# STATED GOAL
Please reproduce the items below, changing every "pin" to "point" and leaving everything else untouched.

# INPUT MATERIAL
——————————
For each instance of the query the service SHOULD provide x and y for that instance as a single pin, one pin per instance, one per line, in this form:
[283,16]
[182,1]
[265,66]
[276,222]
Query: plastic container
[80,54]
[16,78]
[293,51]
——————————
# EXPECTED ANSWER
For each instance of the query the service SHOULD provide x and y for that instance as a single point, one point per instance, one per line, in this form:
[283,16]
[182,1]
[265,66]
[276,222]
Query: plastic container
[80,54]
[16,78]
[293,51]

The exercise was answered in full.